_WHAT IS EXPECTED_
Starting at the beginning of the rows and ending with the line that contains "box: [173, 890, 294, 960]", write those lines out again with "prompts" switched to "hints" and nothing else changed.

[Start of Attachment]

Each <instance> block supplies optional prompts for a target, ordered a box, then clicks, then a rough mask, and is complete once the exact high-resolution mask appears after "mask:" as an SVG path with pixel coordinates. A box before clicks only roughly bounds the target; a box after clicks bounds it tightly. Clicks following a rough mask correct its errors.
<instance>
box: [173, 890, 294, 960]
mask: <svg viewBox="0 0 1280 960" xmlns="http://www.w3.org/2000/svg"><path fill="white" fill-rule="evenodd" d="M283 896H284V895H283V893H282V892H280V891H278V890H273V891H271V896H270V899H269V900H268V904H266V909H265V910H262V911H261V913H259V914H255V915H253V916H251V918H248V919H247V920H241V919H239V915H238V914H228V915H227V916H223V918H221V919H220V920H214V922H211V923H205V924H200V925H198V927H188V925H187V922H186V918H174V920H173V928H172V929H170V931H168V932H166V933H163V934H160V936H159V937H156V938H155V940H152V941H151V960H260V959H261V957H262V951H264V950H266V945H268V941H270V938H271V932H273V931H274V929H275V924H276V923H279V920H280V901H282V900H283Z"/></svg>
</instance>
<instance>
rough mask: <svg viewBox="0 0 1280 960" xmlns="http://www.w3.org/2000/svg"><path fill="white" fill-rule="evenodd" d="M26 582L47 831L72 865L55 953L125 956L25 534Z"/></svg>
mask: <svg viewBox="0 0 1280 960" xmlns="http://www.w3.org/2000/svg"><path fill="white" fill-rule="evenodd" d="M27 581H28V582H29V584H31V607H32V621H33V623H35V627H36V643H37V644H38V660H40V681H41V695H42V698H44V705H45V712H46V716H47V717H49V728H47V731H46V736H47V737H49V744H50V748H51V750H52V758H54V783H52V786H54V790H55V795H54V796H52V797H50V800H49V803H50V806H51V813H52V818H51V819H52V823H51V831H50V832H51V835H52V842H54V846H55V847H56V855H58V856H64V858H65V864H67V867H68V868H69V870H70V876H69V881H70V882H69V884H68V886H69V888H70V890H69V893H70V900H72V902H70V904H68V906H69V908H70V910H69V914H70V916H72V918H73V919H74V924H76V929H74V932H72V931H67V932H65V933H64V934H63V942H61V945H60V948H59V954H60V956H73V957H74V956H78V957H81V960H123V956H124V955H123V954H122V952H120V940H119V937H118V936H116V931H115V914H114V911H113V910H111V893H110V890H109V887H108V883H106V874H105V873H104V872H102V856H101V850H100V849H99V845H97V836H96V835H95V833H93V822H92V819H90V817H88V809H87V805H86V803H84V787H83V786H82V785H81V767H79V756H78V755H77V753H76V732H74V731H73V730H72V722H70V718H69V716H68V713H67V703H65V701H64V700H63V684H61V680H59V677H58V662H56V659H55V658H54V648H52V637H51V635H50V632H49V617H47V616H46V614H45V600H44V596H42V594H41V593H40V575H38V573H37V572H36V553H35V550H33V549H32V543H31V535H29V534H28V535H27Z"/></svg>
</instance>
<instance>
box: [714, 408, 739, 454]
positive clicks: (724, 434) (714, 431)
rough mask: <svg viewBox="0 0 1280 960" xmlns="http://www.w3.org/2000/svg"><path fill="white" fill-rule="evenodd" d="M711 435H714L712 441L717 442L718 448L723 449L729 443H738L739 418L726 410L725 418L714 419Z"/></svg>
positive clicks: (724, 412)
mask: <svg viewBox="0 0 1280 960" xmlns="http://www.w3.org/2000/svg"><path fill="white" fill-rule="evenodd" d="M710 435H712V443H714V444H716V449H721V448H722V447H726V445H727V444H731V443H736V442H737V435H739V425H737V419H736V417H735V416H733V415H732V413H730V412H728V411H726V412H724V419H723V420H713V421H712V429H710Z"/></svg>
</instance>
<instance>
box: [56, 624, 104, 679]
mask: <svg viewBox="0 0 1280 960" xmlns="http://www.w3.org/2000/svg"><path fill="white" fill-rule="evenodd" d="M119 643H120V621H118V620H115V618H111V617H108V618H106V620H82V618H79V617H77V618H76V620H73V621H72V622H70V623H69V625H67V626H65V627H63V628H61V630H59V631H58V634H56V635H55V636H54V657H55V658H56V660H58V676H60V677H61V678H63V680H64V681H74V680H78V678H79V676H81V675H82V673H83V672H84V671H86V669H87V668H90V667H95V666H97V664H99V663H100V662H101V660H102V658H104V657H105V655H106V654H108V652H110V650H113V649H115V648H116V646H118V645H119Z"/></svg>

[End of Attachment]

_EXPECTED ANSWER_
Each <instance> block supplies optional hints for a target, ordered a box, then clicks, then a rough mask, and is complete once the exact high-resolution mask appears after "mask:" as an SVG path with pixel coordinates. A box before clicks only roughly bounds the target; a box after clicks bounds it tightly. Clicks following a rough mask correct its errors.
<instance>
box: [173, 890, 294, 960]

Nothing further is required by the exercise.